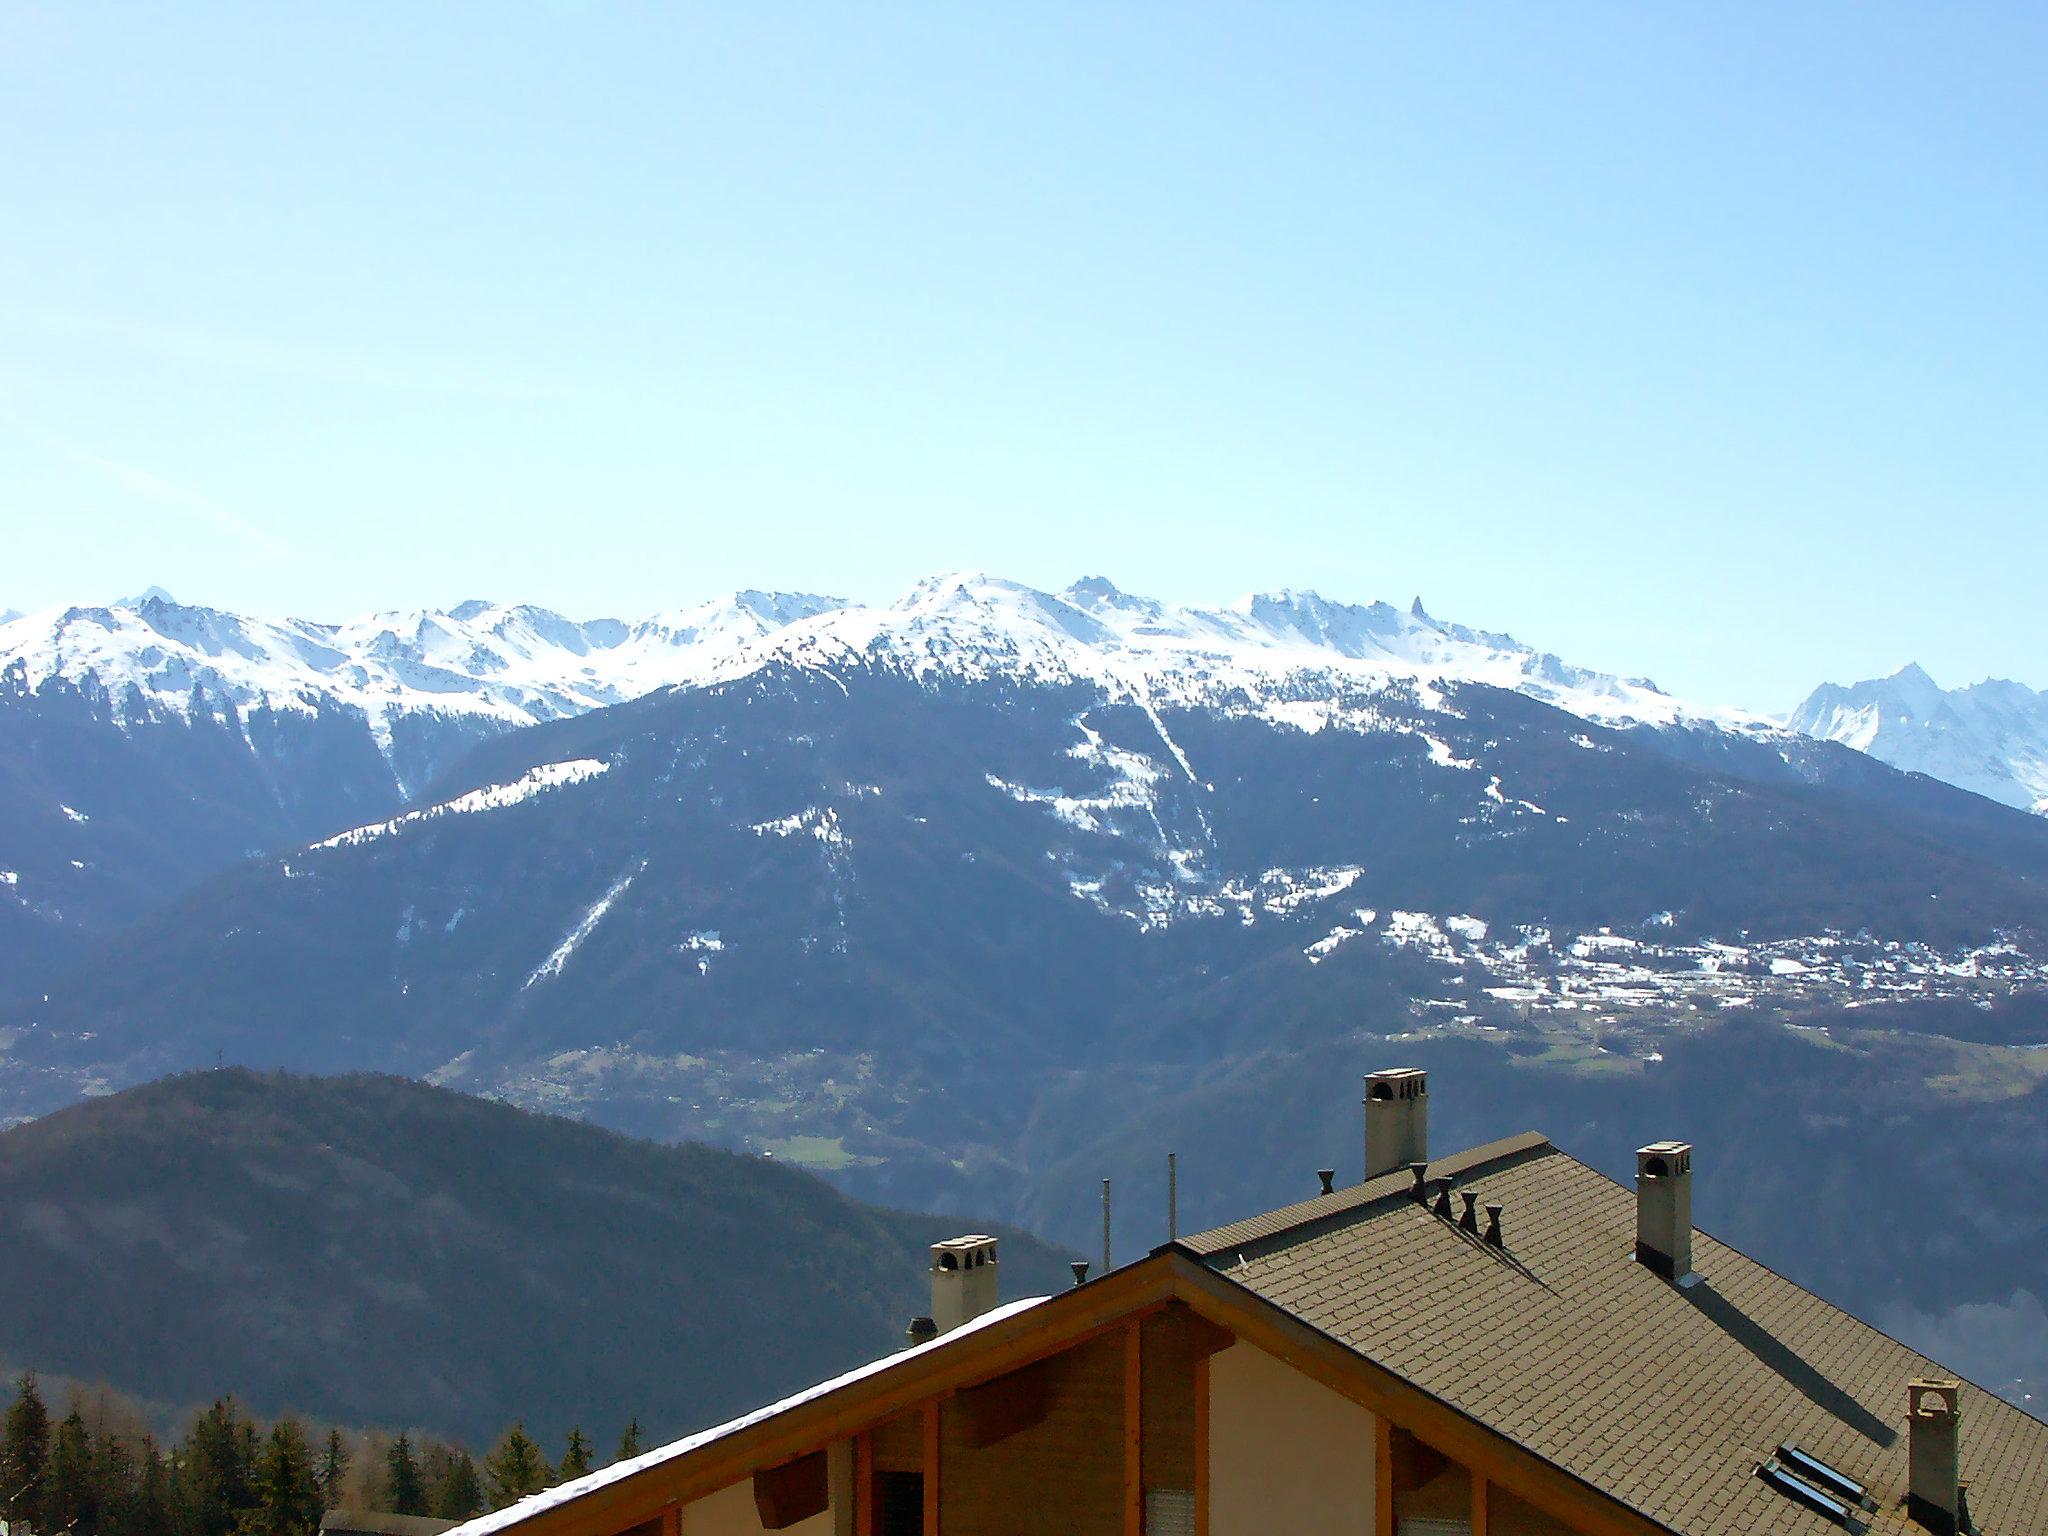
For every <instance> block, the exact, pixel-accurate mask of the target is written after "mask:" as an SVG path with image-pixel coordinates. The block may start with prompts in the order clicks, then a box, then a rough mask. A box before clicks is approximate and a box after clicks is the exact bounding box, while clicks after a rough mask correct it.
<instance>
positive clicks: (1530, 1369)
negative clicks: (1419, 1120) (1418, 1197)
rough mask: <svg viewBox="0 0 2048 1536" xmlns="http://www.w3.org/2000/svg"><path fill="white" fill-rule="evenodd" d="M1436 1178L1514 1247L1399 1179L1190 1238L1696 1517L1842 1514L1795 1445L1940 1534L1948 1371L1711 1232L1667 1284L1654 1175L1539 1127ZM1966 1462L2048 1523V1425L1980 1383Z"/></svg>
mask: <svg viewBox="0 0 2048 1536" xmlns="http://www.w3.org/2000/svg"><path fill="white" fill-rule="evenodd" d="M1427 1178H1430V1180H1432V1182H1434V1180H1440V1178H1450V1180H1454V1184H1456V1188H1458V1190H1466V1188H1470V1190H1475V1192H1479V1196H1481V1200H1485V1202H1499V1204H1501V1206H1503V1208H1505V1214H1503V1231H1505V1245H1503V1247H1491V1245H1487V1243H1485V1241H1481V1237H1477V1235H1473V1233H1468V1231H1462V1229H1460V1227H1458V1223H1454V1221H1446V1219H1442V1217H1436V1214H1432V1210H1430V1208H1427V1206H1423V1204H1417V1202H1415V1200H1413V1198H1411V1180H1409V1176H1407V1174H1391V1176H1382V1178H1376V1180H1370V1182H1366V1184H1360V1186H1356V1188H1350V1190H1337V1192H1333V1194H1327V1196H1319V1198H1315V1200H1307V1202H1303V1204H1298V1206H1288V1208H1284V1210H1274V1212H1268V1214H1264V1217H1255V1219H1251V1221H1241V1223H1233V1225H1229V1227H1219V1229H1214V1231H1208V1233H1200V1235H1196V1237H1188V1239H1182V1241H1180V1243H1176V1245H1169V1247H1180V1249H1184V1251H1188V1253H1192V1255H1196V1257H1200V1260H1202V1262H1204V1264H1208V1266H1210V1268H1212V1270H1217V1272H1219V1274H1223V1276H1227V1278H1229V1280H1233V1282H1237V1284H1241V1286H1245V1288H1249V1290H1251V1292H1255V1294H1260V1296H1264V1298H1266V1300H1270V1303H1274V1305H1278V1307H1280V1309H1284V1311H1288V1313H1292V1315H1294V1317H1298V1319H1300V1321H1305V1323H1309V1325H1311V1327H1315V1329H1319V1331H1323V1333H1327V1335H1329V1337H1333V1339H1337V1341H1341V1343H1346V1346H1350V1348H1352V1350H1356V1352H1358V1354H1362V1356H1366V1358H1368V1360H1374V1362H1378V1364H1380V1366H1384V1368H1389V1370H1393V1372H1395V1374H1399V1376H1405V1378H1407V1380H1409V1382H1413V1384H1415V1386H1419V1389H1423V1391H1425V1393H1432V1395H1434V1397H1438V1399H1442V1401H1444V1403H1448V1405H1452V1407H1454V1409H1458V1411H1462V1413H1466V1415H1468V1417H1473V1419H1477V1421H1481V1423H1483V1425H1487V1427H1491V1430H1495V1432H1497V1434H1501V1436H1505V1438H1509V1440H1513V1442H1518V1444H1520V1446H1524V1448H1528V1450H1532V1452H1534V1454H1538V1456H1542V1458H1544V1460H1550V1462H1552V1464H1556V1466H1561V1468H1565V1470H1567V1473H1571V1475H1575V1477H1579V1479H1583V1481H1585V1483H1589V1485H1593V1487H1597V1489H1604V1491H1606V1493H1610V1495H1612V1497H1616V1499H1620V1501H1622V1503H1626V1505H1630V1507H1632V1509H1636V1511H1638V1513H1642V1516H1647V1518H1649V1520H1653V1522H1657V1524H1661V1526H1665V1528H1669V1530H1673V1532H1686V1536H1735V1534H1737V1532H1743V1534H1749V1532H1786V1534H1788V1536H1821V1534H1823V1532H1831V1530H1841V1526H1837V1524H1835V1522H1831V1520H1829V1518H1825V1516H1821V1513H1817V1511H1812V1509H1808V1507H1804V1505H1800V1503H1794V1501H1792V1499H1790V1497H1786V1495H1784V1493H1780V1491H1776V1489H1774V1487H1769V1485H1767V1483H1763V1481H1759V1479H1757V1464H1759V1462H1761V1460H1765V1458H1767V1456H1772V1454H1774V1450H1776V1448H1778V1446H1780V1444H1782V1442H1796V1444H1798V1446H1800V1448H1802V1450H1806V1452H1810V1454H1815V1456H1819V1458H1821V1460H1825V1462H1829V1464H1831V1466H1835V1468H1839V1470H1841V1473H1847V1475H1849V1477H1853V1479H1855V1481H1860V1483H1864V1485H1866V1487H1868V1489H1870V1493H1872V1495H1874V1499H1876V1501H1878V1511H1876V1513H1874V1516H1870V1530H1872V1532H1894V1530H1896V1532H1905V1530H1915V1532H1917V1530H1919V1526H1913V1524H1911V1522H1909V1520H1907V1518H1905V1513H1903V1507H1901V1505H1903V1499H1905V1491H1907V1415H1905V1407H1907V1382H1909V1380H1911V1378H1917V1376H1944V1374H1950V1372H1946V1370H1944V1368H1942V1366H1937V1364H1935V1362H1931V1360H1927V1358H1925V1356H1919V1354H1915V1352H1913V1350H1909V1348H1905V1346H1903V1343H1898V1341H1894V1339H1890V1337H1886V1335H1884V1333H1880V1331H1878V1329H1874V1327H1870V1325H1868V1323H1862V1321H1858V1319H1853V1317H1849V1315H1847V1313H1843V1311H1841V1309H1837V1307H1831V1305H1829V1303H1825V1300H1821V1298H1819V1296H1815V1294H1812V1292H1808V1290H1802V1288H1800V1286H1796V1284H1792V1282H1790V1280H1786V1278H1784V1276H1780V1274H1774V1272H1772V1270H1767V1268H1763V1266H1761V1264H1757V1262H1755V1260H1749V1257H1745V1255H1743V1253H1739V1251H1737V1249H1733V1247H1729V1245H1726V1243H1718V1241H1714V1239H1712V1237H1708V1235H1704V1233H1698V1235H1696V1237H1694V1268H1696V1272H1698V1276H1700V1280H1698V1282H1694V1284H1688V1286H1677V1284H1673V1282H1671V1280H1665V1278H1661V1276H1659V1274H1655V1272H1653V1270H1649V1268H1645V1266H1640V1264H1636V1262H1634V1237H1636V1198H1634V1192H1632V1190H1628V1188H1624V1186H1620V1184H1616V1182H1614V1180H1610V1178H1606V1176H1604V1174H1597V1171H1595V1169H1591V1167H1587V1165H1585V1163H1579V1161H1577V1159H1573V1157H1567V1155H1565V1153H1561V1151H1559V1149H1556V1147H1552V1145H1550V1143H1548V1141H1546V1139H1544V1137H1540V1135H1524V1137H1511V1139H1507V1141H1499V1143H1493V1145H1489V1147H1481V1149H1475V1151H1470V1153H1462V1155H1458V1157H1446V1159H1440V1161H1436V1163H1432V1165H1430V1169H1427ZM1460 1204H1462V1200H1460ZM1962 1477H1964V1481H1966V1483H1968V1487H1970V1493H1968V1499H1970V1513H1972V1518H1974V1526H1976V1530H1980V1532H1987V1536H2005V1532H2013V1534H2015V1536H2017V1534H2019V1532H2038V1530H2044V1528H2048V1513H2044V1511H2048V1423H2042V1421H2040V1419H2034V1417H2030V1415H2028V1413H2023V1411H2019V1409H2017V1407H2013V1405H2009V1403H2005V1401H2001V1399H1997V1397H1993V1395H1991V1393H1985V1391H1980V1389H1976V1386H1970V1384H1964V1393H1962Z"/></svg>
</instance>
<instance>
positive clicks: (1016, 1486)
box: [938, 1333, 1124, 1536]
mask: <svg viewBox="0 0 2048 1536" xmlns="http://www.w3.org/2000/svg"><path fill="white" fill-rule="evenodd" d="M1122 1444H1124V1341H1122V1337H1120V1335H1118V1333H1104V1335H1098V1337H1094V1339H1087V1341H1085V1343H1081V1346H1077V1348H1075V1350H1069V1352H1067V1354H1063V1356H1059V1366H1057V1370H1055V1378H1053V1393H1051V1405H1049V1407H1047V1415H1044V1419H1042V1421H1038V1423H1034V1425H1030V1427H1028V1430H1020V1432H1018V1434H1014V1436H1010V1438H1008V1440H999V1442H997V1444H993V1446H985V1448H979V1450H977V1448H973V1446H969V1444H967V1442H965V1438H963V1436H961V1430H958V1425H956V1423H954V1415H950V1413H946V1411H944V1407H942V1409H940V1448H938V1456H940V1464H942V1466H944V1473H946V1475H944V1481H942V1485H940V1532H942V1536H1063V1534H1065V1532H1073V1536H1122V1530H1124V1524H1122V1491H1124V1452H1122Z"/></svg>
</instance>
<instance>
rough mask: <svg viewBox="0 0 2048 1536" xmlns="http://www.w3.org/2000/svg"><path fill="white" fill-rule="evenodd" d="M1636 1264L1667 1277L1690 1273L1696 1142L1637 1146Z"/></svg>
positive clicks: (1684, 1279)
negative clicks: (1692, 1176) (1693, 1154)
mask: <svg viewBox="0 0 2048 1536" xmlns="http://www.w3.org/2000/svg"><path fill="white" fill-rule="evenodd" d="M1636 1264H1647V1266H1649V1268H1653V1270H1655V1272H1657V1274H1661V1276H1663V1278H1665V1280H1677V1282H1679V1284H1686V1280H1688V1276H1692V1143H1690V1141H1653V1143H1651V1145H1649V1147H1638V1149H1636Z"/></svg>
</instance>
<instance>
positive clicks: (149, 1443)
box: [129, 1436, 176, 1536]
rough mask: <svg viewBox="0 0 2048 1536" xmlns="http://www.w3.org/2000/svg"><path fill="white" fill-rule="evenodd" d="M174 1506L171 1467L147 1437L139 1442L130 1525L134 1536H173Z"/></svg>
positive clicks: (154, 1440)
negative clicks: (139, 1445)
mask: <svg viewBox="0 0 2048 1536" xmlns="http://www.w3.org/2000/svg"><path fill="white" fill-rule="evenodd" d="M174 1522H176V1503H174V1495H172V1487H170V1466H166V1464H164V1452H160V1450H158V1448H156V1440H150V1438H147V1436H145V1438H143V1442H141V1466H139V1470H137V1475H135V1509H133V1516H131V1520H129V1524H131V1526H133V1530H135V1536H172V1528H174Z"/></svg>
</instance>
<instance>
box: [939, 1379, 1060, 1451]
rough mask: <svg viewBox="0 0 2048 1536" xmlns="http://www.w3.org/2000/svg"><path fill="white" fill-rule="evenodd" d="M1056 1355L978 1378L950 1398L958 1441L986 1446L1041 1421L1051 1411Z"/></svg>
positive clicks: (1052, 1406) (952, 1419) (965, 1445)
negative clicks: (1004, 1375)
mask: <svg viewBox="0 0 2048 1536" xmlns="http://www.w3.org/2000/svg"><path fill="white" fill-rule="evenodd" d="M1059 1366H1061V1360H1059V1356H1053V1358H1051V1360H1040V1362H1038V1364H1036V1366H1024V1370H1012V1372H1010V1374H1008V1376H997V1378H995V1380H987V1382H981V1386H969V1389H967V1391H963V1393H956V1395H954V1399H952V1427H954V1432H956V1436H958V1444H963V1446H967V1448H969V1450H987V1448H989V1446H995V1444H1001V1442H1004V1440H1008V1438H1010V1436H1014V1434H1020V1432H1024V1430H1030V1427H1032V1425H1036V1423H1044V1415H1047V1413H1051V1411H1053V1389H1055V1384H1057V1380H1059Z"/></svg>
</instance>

--

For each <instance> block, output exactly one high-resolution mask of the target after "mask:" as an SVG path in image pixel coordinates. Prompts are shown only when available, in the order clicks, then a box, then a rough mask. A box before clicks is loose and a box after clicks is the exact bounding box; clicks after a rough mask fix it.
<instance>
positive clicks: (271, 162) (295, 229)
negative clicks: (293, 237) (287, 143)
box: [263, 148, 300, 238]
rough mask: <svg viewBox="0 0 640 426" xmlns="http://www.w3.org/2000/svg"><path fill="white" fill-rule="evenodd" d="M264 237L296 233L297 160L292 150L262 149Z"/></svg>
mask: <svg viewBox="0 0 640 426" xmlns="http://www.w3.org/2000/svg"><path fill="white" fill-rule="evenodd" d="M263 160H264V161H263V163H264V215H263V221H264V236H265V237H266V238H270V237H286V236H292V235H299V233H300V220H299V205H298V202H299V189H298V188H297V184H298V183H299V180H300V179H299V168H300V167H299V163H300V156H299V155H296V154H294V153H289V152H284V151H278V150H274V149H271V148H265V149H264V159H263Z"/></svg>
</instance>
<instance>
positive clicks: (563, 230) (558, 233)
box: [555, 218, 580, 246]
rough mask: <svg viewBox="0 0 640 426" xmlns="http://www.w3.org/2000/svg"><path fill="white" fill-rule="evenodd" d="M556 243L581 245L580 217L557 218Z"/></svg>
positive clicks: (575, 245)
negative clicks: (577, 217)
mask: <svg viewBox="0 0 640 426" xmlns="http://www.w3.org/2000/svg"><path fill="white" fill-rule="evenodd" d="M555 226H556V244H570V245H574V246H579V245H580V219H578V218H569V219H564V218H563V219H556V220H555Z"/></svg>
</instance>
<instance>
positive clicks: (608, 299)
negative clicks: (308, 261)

Instructions to follow: Please print, without any change, the lines starting with the one containing "For every <instance>" and going on through the one containing "1178L1514 1247L1399 1179L1190", both of those included.

Task answer:
For every <instance> block, the exact, pixel-accurate mask of the target is written after "mask:" as an SVG path with image-pixel coordinates. The block may start with prompts in the order clicks, then a box, then a rough mask. A box before clicks is approximate and a box after clicks is the exact bounding box, while clicks after a rough mask correct it.
<instance>
positive clicks: (1530, 1369)
negative clicks: (1419, 1120) (1418, 1197)
rough mask: <svg viewBox="0 0 2048 1536" xmlns="http://www.w3.org/2000/svg"><path fill="white" fill-rule="evenodd" d="M1436 1178L1514 1247L1399 1179L1190 1238L1696 1517L1842 1514L1795 1445L1940 1534L1948 1371L1711 1232L1667 1284L1654 1175L1539 1127ZM1966 1462L2048 1523V1425L1980 1383Z"/></svg>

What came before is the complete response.